-- THE PROBLEM --
Copy all lines in the material holding the string "necklace".

-- DATA EXCERPTS --

○ ○ ○

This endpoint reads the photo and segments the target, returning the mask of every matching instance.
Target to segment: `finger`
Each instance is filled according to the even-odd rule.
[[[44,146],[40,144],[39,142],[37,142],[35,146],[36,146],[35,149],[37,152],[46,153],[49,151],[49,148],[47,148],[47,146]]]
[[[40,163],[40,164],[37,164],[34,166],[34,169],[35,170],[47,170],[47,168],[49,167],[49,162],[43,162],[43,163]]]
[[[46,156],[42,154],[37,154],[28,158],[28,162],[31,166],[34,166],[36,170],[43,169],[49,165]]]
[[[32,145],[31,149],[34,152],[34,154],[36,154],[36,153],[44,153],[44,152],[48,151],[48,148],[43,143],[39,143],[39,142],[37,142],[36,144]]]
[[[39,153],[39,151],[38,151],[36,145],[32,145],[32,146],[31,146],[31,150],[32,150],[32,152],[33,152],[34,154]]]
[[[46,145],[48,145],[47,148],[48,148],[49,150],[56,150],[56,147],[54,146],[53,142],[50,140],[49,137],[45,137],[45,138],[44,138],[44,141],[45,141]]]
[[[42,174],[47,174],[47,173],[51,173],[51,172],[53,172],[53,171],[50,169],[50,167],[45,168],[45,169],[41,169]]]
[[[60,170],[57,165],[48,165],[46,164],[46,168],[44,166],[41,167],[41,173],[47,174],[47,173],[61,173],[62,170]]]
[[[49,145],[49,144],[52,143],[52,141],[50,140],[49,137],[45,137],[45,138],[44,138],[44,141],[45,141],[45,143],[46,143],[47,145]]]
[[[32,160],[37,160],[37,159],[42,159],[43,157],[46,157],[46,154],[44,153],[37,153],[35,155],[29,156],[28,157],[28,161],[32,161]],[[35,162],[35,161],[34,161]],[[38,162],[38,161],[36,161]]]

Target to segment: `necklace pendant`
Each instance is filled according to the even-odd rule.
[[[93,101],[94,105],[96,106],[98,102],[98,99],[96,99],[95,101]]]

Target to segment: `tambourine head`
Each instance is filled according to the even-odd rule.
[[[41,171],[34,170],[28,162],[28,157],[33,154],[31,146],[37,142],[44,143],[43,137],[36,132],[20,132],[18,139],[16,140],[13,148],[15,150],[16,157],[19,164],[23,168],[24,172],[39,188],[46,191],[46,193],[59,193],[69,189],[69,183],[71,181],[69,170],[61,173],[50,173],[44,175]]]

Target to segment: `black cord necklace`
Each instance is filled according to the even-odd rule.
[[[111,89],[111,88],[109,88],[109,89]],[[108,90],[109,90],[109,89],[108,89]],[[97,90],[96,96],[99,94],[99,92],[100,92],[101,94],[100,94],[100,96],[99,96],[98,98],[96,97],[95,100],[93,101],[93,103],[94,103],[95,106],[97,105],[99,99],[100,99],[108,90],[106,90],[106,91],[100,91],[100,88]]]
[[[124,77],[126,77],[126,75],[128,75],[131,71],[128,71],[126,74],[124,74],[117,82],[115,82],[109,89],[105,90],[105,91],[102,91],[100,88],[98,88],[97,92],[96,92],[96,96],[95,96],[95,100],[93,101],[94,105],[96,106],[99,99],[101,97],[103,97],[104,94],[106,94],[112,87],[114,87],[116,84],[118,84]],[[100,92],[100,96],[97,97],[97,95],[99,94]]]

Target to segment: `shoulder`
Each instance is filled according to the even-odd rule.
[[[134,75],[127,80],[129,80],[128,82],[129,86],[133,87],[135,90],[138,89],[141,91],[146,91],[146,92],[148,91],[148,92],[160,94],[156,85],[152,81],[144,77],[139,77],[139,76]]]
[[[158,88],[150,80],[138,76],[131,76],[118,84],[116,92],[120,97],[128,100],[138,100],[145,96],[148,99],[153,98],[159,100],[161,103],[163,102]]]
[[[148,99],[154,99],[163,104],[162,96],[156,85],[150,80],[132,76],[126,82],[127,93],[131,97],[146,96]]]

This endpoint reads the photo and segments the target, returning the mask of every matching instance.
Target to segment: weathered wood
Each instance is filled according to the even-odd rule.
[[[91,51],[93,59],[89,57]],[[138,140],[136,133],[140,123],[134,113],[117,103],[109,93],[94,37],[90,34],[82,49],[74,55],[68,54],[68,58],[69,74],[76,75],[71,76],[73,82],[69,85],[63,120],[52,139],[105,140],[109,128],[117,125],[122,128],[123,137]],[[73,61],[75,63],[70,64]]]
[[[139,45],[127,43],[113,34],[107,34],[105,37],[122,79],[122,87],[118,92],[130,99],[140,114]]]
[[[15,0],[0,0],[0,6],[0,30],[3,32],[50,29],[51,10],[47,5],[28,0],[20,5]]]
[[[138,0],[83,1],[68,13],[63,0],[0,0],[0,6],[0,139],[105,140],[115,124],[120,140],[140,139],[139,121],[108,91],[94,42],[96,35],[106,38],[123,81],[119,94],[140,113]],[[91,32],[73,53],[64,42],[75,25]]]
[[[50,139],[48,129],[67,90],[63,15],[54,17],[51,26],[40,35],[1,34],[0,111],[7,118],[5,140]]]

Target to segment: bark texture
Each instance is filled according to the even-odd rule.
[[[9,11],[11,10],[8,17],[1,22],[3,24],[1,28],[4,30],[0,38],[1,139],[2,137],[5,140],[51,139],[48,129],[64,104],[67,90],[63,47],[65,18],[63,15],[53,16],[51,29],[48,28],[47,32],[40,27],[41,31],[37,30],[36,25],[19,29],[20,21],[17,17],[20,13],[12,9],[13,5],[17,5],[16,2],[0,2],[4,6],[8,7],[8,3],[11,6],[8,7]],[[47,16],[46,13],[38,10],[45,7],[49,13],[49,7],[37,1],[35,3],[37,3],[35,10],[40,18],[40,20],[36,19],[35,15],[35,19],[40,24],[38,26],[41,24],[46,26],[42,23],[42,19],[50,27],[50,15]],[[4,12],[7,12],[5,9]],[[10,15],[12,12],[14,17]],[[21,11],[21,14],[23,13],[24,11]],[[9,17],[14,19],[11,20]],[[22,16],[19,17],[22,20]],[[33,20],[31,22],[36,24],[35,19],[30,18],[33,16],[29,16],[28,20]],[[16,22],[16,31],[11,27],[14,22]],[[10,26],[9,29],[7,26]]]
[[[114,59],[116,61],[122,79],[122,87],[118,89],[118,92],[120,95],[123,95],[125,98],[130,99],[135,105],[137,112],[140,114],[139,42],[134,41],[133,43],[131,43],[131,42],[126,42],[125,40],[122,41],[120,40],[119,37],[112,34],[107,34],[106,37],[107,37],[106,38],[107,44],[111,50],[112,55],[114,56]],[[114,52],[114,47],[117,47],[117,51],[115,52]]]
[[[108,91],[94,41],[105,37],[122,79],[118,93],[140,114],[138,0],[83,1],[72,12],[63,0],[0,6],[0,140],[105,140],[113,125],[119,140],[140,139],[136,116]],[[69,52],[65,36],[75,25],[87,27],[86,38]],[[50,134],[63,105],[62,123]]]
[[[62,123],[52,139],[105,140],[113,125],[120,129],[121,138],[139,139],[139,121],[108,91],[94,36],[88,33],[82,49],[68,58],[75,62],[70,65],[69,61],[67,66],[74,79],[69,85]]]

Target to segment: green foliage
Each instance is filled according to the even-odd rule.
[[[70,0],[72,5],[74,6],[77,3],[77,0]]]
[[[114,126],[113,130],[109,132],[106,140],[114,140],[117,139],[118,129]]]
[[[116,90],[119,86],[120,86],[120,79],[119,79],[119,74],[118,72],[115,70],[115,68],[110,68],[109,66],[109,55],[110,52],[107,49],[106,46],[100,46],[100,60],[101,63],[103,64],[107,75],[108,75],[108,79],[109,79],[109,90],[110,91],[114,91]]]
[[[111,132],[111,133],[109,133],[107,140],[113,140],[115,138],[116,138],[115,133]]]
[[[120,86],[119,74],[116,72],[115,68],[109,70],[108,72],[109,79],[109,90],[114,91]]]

○ ○ ○

-- WRITTEN ANSWER --
Target to segment: `necklace pendant`
Target to segment: `black cord necklace`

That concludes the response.